[Dataset excerpts]
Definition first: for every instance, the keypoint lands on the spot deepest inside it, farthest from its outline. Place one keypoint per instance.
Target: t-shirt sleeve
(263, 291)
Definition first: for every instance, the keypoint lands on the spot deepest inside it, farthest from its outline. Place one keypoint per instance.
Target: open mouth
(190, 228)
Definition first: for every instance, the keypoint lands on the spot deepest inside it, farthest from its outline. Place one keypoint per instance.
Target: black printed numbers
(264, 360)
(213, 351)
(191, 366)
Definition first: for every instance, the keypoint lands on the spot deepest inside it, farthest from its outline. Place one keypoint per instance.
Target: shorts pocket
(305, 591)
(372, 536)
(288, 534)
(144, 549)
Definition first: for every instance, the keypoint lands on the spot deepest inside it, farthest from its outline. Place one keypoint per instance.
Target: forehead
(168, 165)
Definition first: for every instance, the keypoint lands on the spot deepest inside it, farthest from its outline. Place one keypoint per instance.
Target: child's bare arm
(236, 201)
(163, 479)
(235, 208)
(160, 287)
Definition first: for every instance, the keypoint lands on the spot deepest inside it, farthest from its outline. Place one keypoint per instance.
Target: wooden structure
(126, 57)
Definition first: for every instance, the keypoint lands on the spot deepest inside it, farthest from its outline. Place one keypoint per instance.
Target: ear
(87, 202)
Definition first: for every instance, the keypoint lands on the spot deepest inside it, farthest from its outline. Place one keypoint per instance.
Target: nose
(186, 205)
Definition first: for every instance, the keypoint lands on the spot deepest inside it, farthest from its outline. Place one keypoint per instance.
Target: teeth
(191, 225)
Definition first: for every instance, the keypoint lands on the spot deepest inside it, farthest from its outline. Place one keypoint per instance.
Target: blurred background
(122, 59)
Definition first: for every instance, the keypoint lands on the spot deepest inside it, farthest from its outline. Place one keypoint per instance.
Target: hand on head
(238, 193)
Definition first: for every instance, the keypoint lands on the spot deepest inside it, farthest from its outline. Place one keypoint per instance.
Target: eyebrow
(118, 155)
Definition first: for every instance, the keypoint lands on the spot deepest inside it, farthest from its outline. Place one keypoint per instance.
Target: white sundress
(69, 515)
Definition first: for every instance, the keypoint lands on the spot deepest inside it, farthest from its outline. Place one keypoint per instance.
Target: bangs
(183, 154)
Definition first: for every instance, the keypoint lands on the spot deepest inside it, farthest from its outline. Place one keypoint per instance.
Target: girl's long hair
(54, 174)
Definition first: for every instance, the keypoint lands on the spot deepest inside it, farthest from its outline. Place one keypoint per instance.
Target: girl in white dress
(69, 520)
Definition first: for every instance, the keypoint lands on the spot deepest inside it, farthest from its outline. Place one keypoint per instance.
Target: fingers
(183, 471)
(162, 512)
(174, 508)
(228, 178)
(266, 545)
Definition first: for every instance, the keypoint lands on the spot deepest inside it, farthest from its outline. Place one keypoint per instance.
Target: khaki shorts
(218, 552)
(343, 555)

-- TASK DIRECTIONS --
Would you restate the records word for word?

-- SOLUTION --
Definition first: for every instance, the keypoint lands on the spot deepest inside it, farthest from its outline. Place one keypoint per instance.
Target: t-shirt sleeve
(263, 291)
Definition first: for every instance, the keypoint lands on the spot deepest inside it, farthest from its outline. Place one keypoint per instance.
Target: open mouth
(190, 228)
Definition first: for every instance, the keypoint lands on the spot deepest inside it, farthest from its outline. Place one keypoint per instance.
Target: black printed numbers
(264, 360)
(213, 351)
(191, 366)
Definition first: for every instance, the keypoint lands on the spot deepest inside it, farthest from its outline. Place one keypoint per instance.
Target: shorts pocket
(305, 591)
(372, 536)
(288, 534)
(144, 549)
Definition first: for every instance, the keypoint lands on the spot deepest inside it, farthest from its outline. Place one keypoint per instance.
Target: forehead
(168, 165)
Definition first: for every instance, the keypoint lands on the spot deepest inside it, farthest from its outline. Place one keypoint per instance.
Target: child's bare arm
(236, 201)
(163, 479)
(235, 208)
(160, 287)
Definition first: for every instance, the keypoint lands on the spot deepest inside it, farthest from its outline. Place one keypoint per instance.
Target: wooden structure
(126, 57)
Definition first: for every instance, the keypoint lands on the spot deepest inside it, farthest from its outline. Place one keypoint per instance.
Target: ear
(87, 202)
Definition first: for every instance, the keypoint lands on the spot deepest inside it, farthest from its outline. Place one keypoint per instance.
Target: nose
(186, 205)
Definition first: for every instance, the keypoint lands on the spot deepest inside it, farthest from its outline. Place one keypoint per instance.
Target: teeth
(191, 225)
Definition first: for every instance, the keypoint lands on the spot deepest inside it, farthest from its outline. Place one keypoint per instance.
Target: blurred background
(122, 59)
Definition first: for every instance, the keypoint lands on the spot deepest inside it, farthest from its outline. Place one keypoint per instance.
Target: hand on head
(238, 193)
Definition first: for every instance, the keypoint lands on the spot deepest inside it, farthest from its outline. Place one keypoint per instance.
Target: eyebrow
(118, 155)
Definition first: for every instance, the keypoint lands on the spot deepest inside it, farthest from its outline. Place one keypoint per instance.
Target: white sundress
(69, 515)
Definition first: for every instance, the keypoint lands on the spot deepest inside it, farthest from its outline. Place one keypoint per instance.
Target: bangs
(183, 154)
Definition first: for every instance, the keypoint lands on the spot deepest inside it, farthest from its outline. Place one keypoint per instance.
Target: girl's long hair
(54, 174)
Definition first: for every instance, the keypoint lands on the spot deepest inside it, farthest from its outline. Place one keypoint per instance.
Target: girl in white dress
(69, 520)
Definition first: for every instance, the keypoint lands on the spot deepest inside it, farthest from its outline. Place one keypoint per instance.
Target: fingers
(183, 471)
(162, 512)
(174, 508)
(228, 178)
(266, 545)
Definition first: for every instance, the keypoint lands on the spot deepest inside it, farthest from its outline. Place one keypoint per instance.
Target: khaki shorts
(218, 552)
(343, 555)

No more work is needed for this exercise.